## TASK PROMPT
Restate the records in full, so that each line matches the original exactly.
(DATASET RECORDS begins)
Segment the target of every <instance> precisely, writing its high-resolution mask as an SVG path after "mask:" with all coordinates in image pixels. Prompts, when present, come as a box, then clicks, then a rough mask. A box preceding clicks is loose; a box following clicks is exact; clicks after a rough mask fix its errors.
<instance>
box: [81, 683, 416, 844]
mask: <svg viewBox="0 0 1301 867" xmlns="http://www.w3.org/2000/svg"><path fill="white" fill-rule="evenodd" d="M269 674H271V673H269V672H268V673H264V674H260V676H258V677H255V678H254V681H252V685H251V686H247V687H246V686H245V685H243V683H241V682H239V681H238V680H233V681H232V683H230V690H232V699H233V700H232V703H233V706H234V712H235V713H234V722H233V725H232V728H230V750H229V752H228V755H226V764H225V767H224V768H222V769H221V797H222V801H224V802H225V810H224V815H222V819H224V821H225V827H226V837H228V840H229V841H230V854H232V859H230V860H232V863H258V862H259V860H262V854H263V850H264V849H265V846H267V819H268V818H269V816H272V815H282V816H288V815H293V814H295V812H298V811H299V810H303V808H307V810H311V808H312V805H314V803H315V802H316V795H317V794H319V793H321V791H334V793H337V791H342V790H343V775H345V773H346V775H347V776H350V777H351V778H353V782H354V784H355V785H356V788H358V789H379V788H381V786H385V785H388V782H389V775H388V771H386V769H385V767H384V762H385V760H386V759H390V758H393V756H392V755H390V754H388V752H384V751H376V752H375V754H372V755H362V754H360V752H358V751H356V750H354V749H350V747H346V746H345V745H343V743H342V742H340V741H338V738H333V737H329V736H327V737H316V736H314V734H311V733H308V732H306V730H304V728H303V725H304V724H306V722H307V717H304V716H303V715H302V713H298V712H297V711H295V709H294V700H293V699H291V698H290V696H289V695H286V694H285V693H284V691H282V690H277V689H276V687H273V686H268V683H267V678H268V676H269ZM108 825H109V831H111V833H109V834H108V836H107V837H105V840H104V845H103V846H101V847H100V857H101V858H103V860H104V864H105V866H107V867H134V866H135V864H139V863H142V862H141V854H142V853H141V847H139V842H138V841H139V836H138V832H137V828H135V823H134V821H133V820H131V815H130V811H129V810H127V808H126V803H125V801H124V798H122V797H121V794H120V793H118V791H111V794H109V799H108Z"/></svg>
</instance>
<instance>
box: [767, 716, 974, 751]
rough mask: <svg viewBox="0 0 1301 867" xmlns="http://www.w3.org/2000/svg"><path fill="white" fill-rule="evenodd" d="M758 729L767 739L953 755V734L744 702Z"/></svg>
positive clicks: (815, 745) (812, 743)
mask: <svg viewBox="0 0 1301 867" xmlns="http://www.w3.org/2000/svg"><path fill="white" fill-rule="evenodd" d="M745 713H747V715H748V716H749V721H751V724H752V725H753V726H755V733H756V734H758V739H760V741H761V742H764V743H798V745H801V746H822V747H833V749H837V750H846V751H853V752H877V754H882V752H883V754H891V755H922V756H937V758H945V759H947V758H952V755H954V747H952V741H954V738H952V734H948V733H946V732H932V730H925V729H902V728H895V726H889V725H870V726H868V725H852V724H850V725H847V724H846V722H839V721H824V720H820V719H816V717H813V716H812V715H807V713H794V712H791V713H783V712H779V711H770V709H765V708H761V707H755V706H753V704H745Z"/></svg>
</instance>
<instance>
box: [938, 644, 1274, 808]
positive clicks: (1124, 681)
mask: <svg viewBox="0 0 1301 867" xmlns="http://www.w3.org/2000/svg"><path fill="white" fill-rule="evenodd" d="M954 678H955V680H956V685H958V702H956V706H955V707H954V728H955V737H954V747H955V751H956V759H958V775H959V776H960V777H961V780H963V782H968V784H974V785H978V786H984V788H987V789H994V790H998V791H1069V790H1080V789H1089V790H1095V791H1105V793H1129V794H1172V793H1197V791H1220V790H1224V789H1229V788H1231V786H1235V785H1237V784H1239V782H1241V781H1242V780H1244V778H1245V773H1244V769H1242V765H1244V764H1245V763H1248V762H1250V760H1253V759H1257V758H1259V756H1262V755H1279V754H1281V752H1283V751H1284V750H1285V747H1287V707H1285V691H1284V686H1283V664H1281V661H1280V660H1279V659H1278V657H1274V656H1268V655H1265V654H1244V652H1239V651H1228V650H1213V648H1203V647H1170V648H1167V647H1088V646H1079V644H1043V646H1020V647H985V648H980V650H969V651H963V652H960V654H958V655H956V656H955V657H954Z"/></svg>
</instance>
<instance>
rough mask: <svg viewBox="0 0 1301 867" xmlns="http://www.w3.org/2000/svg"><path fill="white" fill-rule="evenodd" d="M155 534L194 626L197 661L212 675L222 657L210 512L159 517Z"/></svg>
(DATASET RECORDS ends)
## WRITTEN RESPONSE
Segment the target of every <instance> precisely, writing its high-resolution mask as an SVG path after "mask:" with all coordinates in image pixels. Prompts, when present, come as a box, then clicks, then a rough mask. A box preceding clicks is loose; a box following clicks is exact; clicks after a rough mask fix its errors.
<instance>
box: [81, 683, 416, 844]
mask: <svg viewBox="0 0 1301 867" xmlns="http://www.w3.org/2000/svg"><path fill="white" fill-rule="evenodd" d="M269 674H271V673H269V672H268V673H264V674H260V676H258V677H255V678H254V681H252V685H251V686H247V687H246V686H245V685H243V683H241V682H239V681H238V680H233V681H232V683H230V690H232V699H233V700H232V703H233V706H234V712H235V713H234V722H233V725H232V728H230V750H229V752H228V755H226V764H225V767H224V768H222V769H221V797H222V801H224V802H225V810H224V815H222V819H224V821H225V827H226V837H228V840H229V841H230V854H232V859H230V860H232V863H258V862H259V860H262V854H263V850H264V849H265V846H267V819H268V818H269V816H272V815H282V816H288V815H293V814H295V812H298V811H299V810H303V808H307V810H311V808H312V805H314V803H315V802H316V795H317V794H319V793H321V791H334V793H337V791H342V790H343V775H345V773H346V775H347V776H350V777H351V778H353V782H354V784H355V785H356V788H358V789H379V788H381V786H385V785H388V782H389V775H388V771H386V769H385V767H384V762H385V760H386V759H390V758H393V756H392V755H390V754H388V752H384V751H376V752H375V754H372V755H362V754H360V752H358V751H356V750H354V749H350V747H346V746H345V745H343V743H342V742H340V741H338V738H333V737H329V736H327V737H316V736H314V734H311V733H308V732H306V730H304V728H303V725H304V724H306V722H307V717H304V716H303V715H302V713H298V712H297V711H295V709H294V700H293V699H291V698H290V696H289V695H286V694H285V693H284V691H282V690H277V689H276V687H273V686H268V683H267V678H268V676H269ZM108 825H109V831H111V833H109V834H108V836H107V837H105V840H104V845H103V846H101V847H100V857H101V858H103V860H104V864H105V866H107V867H134V866H135V864H139V863H142V862H141V854H142V853H141V847H139V842H138V841H139V836H138V832H137V828H135V823H134V821H133V820H131V815H130V811H129V810H127V808H126V803H125V801H124V798H122V797H121V794H120V793H118V791H111V794H109V799H108Z"/></svg>
</instance>
<instance>
box: [767, 716, 974, 751]
rough mask: <svg viewBox="0 0 1301 867" xmlns="http://www.w3.org/2000/svg"><path fill="white" fill-rule="evenodd" d="M758 729L767 739L953 755V734L744 702Z"/></svg>
positive clicks: (815, 745) (812, 743)
mask: <svg viewBox="0 0 1301 867" xmlns="http://www.w3.org/2000/svg"><path fill="white" fill-rule="evenodd" d="M745 713H747V715H748V716H749V721H751V724H752V725H753V726H755V733H756V734H758V739H760V741H761V742H764V743H798V745H801V746H822V747H833V749H837V750H846V751H853V752H877V754H882V752H883V754H891V755H922V756H937V758H945V759H947V758H952V755H954V747H952V741H954V738H952V734H948V733H946V732H932V730H925V729H902V728H895V726H889V725H870V726H868V725H852V724H850V725H847V724H846V722H839V721H824V720H820V719H816V717H813V716H812V715H807V713H794V712H791V713H783V712H779V711H770V709H765V708H761V707H755V706H753V704H745Z"/></svg>
</instance>
<instance>
box: [938, 644, 1274, 808]
positive clicks: (1124, 681)
mask: <svg viewBox="0 0 1301 867" xmlns="http://www.w3.org/2000/svg"><path fill="white" fill-rule="evenodd" d="M954 678H955V680H956V685H958V702H956V706H955V707H954V728H955V737H954V747H955V751H956V759H958V775H959V776H960V777H961V780H963V782H968V784H974V785H978V786H984V788H987V789H994V790H998V791H1069V790H1080V789H1089V790H1095V791H1105V793H1129V794H1172V793H1197V791H1220V790H1224V789H1229V788H1231V786H1235V785H1237V784H1239V782H1241V781H1242V780H1244V778H1245V773H1244V769H1242V765H1244V764H1245V763H1248V762H1250V760H1253V759H1257V758H1259V756H1262V755H1279V754H1281V752H1283V751H1284V750H1285V747H1287V707H1285V691H1284V686H1283V664H1281V661H1280V660H1279V659H1278V657H1274V656H1268V655H1265V654H1244V652H1239V651H1228V650H1213V648H1203V647H1170V648H1167V647H1088V646H1079V644H1043V646H1020V647H985V648H980V650H969V651H963V652H960V654H958V655H956V656H955V657H954Z"/></svg>
</instance>
<instance>
rough mask: <svg viewBox="0 0 1301 867" xmlns="http://www.w3.org/2000/svg"><path fill="white" fill-rule="evenodd" d="M155 534L194 626L197 661L212 675L222 657L210 512L159 517Z"/></svg>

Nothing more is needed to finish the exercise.